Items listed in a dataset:
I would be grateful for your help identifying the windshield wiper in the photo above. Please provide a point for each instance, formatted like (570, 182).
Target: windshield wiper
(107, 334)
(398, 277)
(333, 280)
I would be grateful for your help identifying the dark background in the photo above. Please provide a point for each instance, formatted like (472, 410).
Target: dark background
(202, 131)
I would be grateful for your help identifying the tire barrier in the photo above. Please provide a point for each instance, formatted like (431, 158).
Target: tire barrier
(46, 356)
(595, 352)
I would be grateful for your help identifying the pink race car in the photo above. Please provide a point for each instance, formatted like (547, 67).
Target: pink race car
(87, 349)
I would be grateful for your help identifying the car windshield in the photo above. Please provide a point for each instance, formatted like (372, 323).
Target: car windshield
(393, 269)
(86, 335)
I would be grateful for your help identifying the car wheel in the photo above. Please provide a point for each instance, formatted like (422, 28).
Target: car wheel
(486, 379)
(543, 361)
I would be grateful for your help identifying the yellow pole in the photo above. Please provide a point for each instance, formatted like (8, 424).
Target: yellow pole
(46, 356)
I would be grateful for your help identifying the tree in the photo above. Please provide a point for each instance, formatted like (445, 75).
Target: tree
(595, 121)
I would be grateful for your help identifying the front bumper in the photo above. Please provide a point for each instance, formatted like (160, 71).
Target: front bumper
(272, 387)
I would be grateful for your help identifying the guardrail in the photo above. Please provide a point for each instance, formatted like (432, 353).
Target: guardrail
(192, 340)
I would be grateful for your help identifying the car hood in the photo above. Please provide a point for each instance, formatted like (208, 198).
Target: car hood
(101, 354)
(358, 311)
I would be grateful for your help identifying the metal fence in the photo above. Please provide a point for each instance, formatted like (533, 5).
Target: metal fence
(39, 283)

*EXERCISE*: Reproduce the lines from the one containing "I would be grateful for your help identifying the guardrail" through the end of the entries, switching "grateful" to "thankful". Change nothing else.

*ANSWER BELOW*:
I would be thankful for your help identifying the guardrail in the photo above. Please provide a point for each instance, formatted like (432, 353).
Target: guardrail
(192, 340)
I would be thankful for your help identifying the car hood in the photo above. Please provide a point for each instance, formatted like (208, 198).
Target: car hood
(101, 354)
(358, 311)
I would be thankful for your help identifying the metal fence in the photo above. Please provide a point for each instance, formatted like (533, 5).
Target: metal fence
(39, 283)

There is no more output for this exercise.